REQUIREMENT = Write out each of the following records exactly, line for line.

(Data listing)
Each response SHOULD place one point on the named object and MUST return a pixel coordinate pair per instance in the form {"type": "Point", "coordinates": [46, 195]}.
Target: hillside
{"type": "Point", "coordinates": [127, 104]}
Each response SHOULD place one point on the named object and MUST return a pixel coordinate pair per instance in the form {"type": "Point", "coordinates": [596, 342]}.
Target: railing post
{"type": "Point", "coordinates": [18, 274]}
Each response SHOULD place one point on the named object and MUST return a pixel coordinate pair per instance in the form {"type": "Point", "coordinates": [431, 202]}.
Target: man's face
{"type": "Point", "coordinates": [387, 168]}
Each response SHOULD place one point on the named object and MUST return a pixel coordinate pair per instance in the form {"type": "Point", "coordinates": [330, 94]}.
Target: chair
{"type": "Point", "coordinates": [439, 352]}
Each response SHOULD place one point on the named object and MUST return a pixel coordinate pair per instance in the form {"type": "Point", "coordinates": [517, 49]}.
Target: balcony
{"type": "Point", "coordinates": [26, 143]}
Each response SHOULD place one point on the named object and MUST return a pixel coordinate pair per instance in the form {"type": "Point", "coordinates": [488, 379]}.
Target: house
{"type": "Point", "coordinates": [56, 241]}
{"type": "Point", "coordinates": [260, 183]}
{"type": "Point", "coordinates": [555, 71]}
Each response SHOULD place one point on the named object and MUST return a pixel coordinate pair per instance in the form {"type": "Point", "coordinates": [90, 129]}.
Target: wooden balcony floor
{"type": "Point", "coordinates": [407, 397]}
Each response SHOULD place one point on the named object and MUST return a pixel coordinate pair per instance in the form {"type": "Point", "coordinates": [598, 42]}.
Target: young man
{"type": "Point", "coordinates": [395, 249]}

THE OUTPUT =
Each response SHOULD place one point on the named object and MUST return a pixel coordinate pair per instance in the form {"type": "Point", "coordinates": [46, 195]}.
Target: hillside
{"type": "Point", "coordinates": [127, 104]}
Each response SHOULD place one point on the named object and MUST return a pixel coordinate pair per instance in the form {"type": "Point", "coordinates": [596, 342]}.
Target: railing post
{"type": "Point", "coordinates": [18, 274]}
Each response SHOULD place one point on the named object and MUST return a pixel coordinate pair per instance in the form {"type": "Point", "coordinates": [431, 202]}.
Target: man's face
{"type": "Point", "coordinates": [387, 168]}
Each response SHOULD place one point on the named object and MUST return a pixel coordinate pair per instance in the form {"type": "Point", "coordinates": [330, 94]}.
Target: chair
{"type": "Point", "coordinates": [439, 352]}
Each response SHOULD place one point on the named object and MUST return a pixel coordinate pair per instance in the form {"type": "Point", "coordinates": [517, 49]}.
Target: balcony
{"type": "Point", "coordinates": [26, 143]}
Each response SHOULD place one point on the named object and MUST return a pixel coordinate pair per instance in the form {"type": "Point", "coordinates": [488, 379]}.
Target: house
{"type": "Point", "coordinates": [56, 241]}
{"type": "Point", "coordinates": [260, 183]}
{"type": "Point", "coordinates": [555, 71]}
Each response SHOULD place one point on the named object and MUST return a pixel coordinate pair per instance in the form {"type": "Point", "coordinates": [90, 129]}.
Target: wooden balcony floor
{"type": "Point", "coordinates": [407, 397]}
Each response SHOULD place one point on the named object and MUST return a pixel coordinate pair per instance in the form {"type": "Point", "coordinates": [598, 42]}.
Target: young man
{"type": "Point", "coordinates": [395, 249]}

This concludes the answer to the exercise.